▸ Petunjuk Tugas
Lanjutkan tulisan opini tentang denda bagi warga Jawa Barat yang tidak memakai masker, dimulai setelah kalimat terakhirnya.

▸ Kutipan Dokumen
....
Kanti Rahmillah, M.Si*: Mampukah Denda Tak Pakai Masker Menjadi Solusi Pencegahan Covid-19?

Opini490 Views

 

RADARINDONESIANEWS.COM, JAKARTA Gubernur Jabar Ridwan Kamil menyampaikan bahwa mulai tanggal 27 Juli 2020 ini, akan melakukan pendisiplinan pada semua warga Jabar.

Karena berbagai tahapan dari mulai edukasi hingga teguran telah dilakukan. Kini waktunya menuju tahap pendisiplinan dengan disertai sanksi.
Jadi, tahap pendisplinan sudah bisa masuk. Yakni dengan denda nilainya Rp 100 ribu sampai 150 ribu untuk warga yang tak pakai masker di tempat umum,” ujar Ridwan Kamil yang akrab disapa Emil di acara Konferensi Pers, Senin (13/7). (ayopurwakarta.com 13/07/2020).

Kebijakan ini dikeluarkan lantaran sudah banyak warga yang tidak memakai masker dalam beraktivitasnya. Padahal saat ini masih dalam AKB (Adaptasi Kebiasaan baru), artinya pakai masker harus menjadi kebiasaan baru.
Namun Efektifkah Regulasi Ini?.

Adanya sanksi bagi yang tidak memakai masker bertujuan untuk meningkatkan kedisiplinan masyaraknat terhadap protokol kesehatan. Namun, efektifkah sanksi ini?

Mengingat protokol kesehatan bukan hanya berbicara masalah penggunaan masker saja, masih ada yang lainnya yaitu jaga jarak dan Perilaku Hidup Bersih dan Sehat (PHBS).

Apalagi jika kita melihat kebijakan yang diberlakukan pemerintah seperti pembukaan kembali mall, tempat wisata, pasar, transportasi dan pusat-pusat ekonomi lainnya yang menciptakan kerumunan masa. Seperti, berjejal di antrean loker tiket, juga berdempet-dempetan di pasar tradisional.

Maka dari itu, kebijakan membuka kembali pusat ekonomi adalah kebijakan yang kontraproduktif terhadap penyebaran covid-19.

Karena pastinya sangat sulit untuk bisa menjaga jarak di area padat manusia. Walaupun sudah memakai masker, potensi penularan pun masih besar karena mereka bersentuhan.
....
▸ Cuplikan Baris
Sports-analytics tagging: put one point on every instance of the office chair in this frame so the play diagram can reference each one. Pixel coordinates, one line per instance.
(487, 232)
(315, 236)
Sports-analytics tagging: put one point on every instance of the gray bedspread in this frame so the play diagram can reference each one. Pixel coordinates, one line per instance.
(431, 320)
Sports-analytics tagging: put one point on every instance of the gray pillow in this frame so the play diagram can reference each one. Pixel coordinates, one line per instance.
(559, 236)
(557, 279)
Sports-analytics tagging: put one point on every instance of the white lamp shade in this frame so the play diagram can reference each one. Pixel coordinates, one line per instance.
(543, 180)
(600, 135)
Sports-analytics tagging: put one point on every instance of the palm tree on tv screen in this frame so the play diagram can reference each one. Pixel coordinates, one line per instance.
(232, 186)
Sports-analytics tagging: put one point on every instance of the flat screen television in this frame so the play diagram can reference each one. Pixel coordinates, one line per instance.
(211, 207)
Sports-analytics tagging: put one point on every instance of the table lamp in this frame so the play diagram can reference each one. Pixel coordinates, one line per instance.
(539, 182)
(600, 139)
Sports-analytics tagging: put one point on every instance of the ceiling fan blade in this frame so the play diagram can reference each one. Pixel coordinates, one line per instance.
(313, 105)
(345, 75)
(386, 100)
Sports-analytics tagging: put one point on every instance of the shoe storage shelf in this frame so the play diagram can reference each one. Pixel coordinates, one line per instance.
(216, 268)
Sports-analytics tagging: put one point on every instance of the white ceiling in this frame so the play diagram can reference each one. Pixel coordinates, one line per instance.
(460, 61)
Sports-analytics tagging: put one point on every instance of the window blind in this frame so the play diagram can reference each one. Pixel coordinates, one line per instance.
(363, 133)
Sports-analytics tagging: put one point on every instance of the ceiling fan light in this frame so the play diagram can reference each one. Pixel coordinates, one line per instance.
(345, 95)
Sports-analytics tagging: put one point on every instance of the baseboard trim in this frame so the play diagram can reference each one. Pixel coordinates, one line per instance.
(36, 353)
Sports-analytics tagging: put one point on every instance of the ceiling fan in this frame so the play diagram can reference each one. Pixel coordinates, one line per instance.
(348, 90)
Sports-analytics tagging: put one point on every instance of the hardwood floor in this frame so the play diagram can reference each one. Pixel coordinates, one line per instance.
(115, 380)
....
▸ Jawaban Latihan
Selanjutnya, dalam protokol kesehatan pun mengharuskan kita untuk PHBS. Perilaku hidup bersih yang menjadi salah satu pedoman agar terhindar dari virus pun bukan tanpa masalah. Selain karena kesadaran masyarakat nya yang kurang akan kebersihan.

Kita pun dihadapkan pada permasalahan PDAM yang pelik. Banyak warga yang tak bisa mengakses air bersih. Jika begitu bagaimana mungkin mereka hidup bersih, sedangkan air bersih pun sulit didapat?

Begitupun protokol kesehatan tentang Hidup Sehat. Kesehatan berkaitan dengan pola makan dan pola hidup seseorang.

Kemiskinan yang terus bertambah besar pastilah dibarengi dengan gizi yang buruk. Bagaimana bisa rakyat miskin memikirkan makanan jenis apa yang harus mereka konsumsi, sedangkan setiap hari saja mereka belum tentu makan sehari tiga kali.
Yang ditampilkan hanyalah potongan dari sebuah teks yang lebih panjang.